■ TASK DATA
§

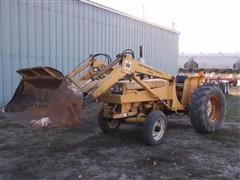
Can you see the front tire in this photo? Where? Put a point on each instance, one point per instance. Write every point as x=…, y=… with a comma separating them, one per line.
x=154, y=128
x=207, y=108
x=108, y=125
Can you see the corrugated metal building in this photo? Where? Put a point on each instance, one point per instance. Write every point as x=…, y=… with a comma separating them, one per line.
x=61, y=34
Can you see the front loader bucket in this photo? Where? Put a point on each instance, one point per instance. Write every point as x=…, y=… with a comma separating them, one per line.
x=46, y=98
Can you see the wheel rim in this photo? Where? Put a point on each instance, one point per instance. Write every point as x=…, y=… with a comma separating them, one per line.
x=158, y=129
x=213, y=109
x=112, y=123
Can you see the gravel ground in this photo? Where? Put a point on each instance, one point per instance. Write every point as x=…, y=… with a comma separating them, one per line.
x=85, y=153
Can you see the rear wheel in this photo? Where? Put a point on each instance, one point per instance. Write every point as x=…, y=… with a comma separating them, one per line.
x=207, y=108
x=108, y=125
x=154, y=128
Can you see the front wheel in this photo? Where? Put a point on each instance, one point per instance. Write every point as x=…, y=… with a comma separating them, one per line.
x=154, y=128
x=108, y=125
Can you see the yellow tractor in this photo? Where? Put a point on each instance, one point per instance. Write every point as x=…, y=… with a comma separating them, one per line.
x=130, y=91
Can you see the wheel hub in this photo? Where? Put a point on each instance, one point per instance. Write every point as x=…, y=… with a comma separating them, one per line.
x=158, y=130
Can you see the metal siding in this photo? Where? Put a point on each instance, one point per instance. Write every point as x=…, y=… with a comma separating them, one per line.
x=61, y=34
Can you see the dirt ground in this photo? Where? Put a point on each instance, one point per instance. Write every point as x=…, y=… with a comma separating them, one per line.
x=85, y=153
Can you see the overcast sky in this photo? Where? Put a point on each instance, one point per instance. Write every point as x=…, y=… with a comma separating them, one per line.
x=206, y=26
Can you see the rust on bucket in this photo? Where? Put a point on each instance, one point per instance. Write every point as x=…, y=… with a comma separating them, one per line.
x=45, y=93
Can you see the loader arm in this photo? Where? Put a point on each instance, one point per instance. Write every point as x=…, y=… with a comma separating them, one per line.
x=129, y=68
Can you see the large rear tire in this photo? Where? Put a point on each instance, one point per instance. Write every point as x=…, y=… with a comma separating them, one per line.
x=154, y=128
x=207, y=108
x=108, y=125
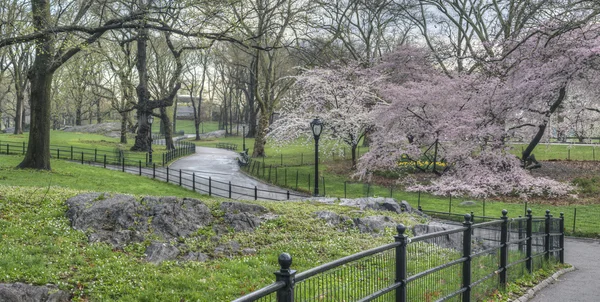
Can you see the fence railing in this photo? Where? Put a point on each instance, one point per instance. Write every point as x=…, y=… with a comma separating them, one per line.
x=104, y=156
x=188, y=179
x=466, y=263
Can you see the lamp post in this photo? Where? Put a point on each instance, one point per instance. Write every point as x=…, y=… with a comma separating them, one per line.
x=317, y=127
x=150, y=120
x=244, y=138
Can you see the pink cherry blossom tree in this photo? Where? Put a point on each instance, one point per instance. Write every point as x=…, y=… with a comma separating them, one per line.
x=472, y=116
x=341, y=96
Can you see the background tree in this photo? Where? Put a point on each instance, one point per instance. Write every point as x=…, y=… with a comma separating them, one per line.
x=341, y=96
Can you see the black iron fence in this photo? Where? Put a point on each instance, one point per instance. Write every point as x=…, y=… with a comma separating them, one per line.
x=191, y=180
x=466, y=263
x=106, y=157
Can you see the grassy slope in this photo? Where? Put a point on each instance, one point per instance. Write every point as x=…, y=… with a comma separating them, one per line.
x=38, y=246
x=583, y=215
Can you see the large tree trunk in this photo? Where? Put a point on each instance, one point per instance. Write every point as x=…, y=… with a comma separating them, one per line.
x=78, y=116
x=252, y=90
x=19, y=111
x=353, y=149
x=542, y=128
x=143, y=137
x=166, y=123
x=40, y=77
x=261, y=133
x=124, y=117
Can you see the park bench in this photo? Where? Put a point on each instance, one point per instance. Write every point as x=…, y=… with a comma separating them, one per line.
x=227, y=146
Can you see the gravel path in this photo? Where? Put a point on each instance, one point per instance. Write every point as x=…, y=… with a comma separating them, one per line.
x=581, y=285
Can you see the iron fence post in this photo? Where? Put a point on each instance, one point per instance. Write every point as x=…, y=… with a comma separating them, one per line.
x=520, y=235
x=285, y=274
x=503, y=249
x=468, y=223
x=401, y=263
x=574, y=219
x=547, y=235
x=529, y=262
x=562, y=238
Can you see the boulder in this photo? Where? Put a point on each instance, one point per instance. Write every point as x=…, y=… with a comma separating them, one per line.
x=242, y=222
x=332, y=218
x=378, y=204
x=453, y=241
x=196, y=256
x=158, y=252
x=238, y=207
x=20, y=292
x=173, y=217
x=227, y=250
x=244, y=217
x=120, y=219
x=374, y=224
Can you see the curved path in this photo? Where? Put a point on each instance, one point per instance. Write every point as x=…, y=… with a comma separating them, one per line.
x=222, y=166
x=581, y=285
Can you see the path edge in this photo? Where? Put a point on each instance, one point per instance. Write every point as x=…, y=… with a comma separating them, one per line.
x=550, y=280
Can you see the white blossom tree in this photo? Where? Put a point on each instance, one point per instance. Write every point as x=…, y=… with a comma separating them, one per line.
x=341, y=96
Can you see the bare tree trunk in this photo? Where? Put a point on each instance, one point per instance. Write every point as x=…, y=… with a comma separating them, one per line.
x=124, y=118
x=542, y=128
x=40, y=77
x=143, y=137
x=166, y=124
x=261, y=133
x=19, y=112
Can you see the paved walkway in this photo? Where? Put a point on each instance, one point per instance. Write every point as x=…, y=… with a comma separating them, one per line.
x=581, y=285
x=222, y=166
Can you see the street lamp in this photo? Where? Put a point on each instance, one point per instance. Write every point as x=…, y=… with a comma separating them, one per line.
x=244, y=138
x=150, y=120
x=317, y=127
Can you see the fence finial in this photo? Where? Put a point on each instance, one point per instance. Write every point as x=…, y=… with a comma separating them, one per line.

§

■ TASK TO CARRY OUT
Give all of the lines above again word for word, and leave the pictures out of your answer.

■ ANSWER
Can you see the front tire in this photo? Where? Put a point on each instance, one point per instance. Write every point as x=…, y=… with a comma separating them, one per line.
x=154, y=128
x=207, y=108
x=108, y=125
Can you see the corrugated metal building in this photo? Where? Put a point on each instance, one point per instance. Write every point as x=…, y=… with a comma separating them, one per line.
x=61, y=34
Can you see the front loader bucket in this photo? Where? Put a point on each instance, one point per instance. Write every point as x=…, y=… with a comma separating them, one per line.
x=46, y=98
Can you see the wheel rim in this photo? Where? Put a point on each instance, one point per instance. Write every point as x=…, y=… with a comma separating them, one per line.
x=158, y=129
x=213, y=109
x=112, y=123
Can you see the gravel ground in this photo? Where? Put a point on each instance, one point per instance. Write every point as x=…, y=… with a comma separating them, one per line.
x=85, y=153
Can you see the rear wheel in this photo? Where? Put a point on each instance, one point per instance. Write every point as x=…, y=… with a comma separating them, one per line.
x=207, y=108
x=108, y=125
x=154, y=128
Can you see the front wheel in this photo? Where? Put a point on each instance, one point per instance. Write every point as x=…, y=… with a comma separating them, one per line.
x=154, y=128
x=108, y=125
Can you see the yellow tractor in this photo? Where? Put a point on each instance, one point per instance. Write every point as x=…, y=… with a comma separating them, one per line.
x=130, y=91
Can you see the wheel hub in this photo? Where? Put a point on each instance, one point per instance. Write every point as x=…, y=… with a comma separating them, one per line.
x=158, y=130
Can you see the metal siding in this photo? Where? Put a point on each instance, one point per instance. Write every point as x=…, y=… with a comma separating them, one per line.
x=61, y=34
Can you see the dirt ground in this photo? Where? Put a point on each instance, one point per instance. Write every point as x=…, y=… with a comma separating them, one per line.
x=85, y=153
Can you see the overcast sky in this photo? Where? Put a point on each instance, one point per instance. Write every point as x=…, y=… with a comma separating them, one per line.
x=206, y=26
Can you see the rust on bucket in this photo? Where? Put a point on each instance, one point per instance. Write every point as x=…, y=… with a comma separating them, one per line.
x=45, y=93
Can you see the loader arm in this photo? Where? Put a point on each instance, one point per instance. Write every point as x=…, y=… with a comma separating them, one per line.
x=129, y=68
Can you see the large rear tire in this photo? Where? Put a point on each instance, one point per instance. Write every point as x=…, y=… with a comma separating them, one per line.
x=154, y=128
x=207, y=108
x=108, y=125
Can you see the fence railing in this photo? Where? Put a point on each instance, one point per instance. Write every point as x=…, y=… with a comma separating them, one per line.
x=104, y=156
x=188, y=179
x=466, y=263
Can you see the lamp post in this photo? Where? Put a point on each instance, one point per instance. Write every point as x=…, y=… with a comma separating them, one per line.
x=317, y=127
x=150, y=120
x=244, y=138
Can you see the pink cherry blossom tree in this photo? Where? Put a point on each instance, one point per instance. Write every point as x=…, y=… with a comma separating them, one per line.
x=472, y=116
x=341, y=96
Can you see the background tree in this photo? Where? Put a point on each instance, one point per instance. Write every point as x=…, y=… with a comma separating them, one per line.
x=341, y=96
Can you see the black iron fence in this photo? Where? Put a point on each instance, one point per instance. Write every point as x=…, y=… with a comma separating them, one per line.
x=191, y=180
x=466, y=263
x=106, y=157
Can you see the grassy slope in this photo? Where? Put a point on each instance, one point per instance. Write every point as x=…, y=… with a comma separating them, one per line.
x=38, y=246
x=583, y=215
Can you see the large tree trunk in this photo? Where? Put a point on each instance, one point per instance. Write every point as x=…, y=… with a comma separating them, one per line.
x=78, y=116
x=252, y=90
x=19, y=111
x=353, y=149
x=542, y=128
x=143, y=137
x=166, y=123
x=40, y=77
x=261, y=133
x=124, y=117
Can you see the park bench in this photo? Where? Put a point on each instance, one point per instance. Write every point as x=…, y=… with a comma separating them, one per line.
x=227, y=146
Can you see the gravel path in this photo? Where? Put a point on each instance, one point per instance. Write every point as x=…, y=… with a comma separating them, one per line.
x=581, y=285
Can you see the iron fence post in this photo? Where? Put a point on each instance, one point per instance. Write every point as x=…, y=… with a comma separating them, one per line.
x=520, y=235
x=285, y=274
x=503, y=249
x=468, y=223
x=401, y=263
x=574, y=219
x=547, y=235
x=529, y=262
x=562, y=238
Can you see the boulder in this photo? Where? Put a point on each instance, one point per instance. Write every point as x=…, y=… with a comma separating them, one per line.
x=242, y=222
x=332, y=218
x=378, y=204
x=453, y=241
x=196, y=256
x=158, y=252
x=238, y=207
x=20, y=292
x=173, y=217
x=227, y=250
x=244, y=217
x=120, y=219
x=374, y=224
Can you see the curved path in this photo? Where? Put a point on each instance, one point per instance. Write every point as x=…, y=… with a comma separating them, one per line.
x=222, y=166
x=581, y=285
Can you see the path edge in this photo? Where? Put a point on each instance, one point per instance. Write every point as x=…, y=… with a comma separating them, one per line.
x=550, y=280
Can you see the white blossom tree in this photo? Where? Put a point on each instance, one point per instance. Write every point as x=…, y=… with a comma separating them, one per line.
x=341, y=96
Can you see the bare tree trunk in this photo? Where? Put a point on each instance, one point per instance. Write every point as x=…, y=… with a comma separating them, one per line.
x=124, y=118
x=542, y=128
x=40, y=77
x=143, y=137
x=166, y=124
x=261, y=133
x=19, y=112
Can you see the paved walkway in this photo? Where? Put a point on each instance, one point per instance. Write every point as x=…, y=… with a comma separating them, one per line.
x=581, y=285
x=222, y=166
Can you see the street lamp in this photo? Where? Put a point on each instance, one point per instance. Write every point as x=…, y=… with a comma separating them, one per line.
x=244, y=138
x=150, y=120
x=317, y=127
Can you see the fence finial in this photo? Where? Put a point on each instance, one point per instance. Write every point as x=…, y=… with a comma separating them, one per line.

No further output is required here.